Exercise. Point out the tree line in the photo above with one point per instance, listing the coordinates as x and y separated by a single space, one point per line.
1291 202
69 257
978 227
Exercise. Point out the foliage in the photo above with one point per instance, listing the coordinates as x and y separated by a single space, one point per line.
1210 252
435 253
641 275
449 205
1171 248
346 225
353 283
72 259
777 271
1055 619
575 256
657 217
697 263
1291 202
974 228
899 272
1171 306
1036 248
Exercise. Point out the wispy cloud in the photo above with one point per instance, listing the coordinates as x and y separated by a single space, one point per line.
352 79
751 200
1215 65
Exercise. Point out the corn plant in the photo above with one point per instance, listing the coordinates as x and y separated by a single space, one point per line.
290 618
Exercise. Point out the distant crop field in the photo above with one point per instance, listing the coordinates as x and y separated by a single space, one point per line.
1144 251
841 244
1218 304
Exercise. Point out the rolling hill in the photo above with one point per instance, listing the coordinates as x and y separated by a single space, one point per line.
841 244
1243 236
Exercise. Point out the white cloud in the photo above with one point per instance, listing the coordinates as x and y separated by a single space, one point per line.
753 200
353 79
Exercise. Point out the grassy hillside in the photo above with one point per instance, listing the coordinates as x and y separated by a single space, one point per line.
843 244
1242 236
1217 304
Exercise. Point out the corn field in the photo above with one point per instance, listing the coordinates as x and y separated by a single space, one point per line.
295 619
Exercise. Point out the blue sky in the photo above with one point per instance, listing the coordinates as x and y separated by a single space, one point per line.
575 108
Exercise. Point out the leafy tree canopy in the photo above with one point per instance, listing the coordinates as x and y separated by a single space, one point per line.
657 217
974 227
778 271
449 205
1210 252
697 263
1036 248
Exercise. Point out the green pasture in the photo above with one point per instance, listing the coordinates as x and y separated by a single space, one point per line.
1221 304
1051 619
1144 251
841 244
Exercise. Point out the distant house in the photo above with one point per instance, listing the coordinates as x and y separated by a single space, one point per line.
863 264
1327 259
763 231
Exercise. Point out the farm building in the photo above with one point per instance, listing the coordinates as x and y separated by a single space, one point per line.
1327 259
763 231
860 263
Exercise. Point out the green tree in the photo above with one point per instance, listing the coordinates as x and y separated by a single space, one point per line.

About this exercise: Copy each entry above exactly, leaving nothing out.

Answer to the exercise:
Exercise. Point out the tree line in the photo above with one point per instance, listing the coordinates as x and y separated by a single space, one point per line.
1291 202
69 257
978 227
Exercise. Point out the foliage in the photo above with one point per instance, listing the coordinates as x and y separated by a single space, one point per line.
1210 252
435 253
641 275
449 205
1171 248
346 225
353 283
72 259
777 271
1055 619
575 256
657 217
697 263
1291 202
974 228
899 272
1171 306
1036 248
Exercise. Point out the wispy cloud in the photo above with one point per instance, listing the coordinates as x and y separated by a single space, one point per line.
352 79
751 200
1215 65
Exercise. Point out the corn plant in the photo above with one point per instance, listing the coordinates as x and y separated by a single space, one point per line.
290 618
Exercise. Point out the distant crop field in the photo above with one point per instance, listing the coordinates as x and y separated by a single space, one point per line.
1144 251
841 244
1218 304
Exercise. Point out the rolling hill in the photo above with one point per instance, listing the coordinates as x and y separated by a single space, one point per line.
841 244
1243 236
Exercise. Point out the white cloud in the photo above with one point per instance, listing the coordinates as x and y separated by a single space, one point per line.
753 200
353 79
Exercise. Point out the grassy hillside in the photo above with one point per instance, listing the coordinates as x and y separated by a single space, one point per line.
843 244
1242 236
1217 304
Exercise. Point out the corn field in the photo above with one point per instance, listing the coordinates as x and y separated by a single space, one point per line.
295 619
Exercise. Point out the blue sky in the photo above with one point per instance, listing the coordinates as x and y separated by a single space, one point per line.
575 108
Exercise. Point out the leafy tree canopy in the photo above with one point per instance, listing the coordinates as x and y separated by a single space, one point per line.
657 217
974 227
778 271
449 205
1210 252
697 263
1036 248
Exercise. Point out the green pasture in the photo above with one point per instance, listing the coordinates as x and y separated by a single space, one point per line.
1221 304
1051 619
1144 251
841 244
Exercise. Point out the distant house in the photo above with one point per instance, listing the coordinates as x and y separated by a single space, one point per line.
863 264
1327 259
763 231
Exercise. Point out the farm building in the photo above with one point per instance, listing the coordinates as x and y separated by a single space, one point per line.
1327 259
763 231
860 263
Exercise. Point out the green tree in the photo above with one point per instance, listing the coordinates as x and y separated by a single space, one point per line.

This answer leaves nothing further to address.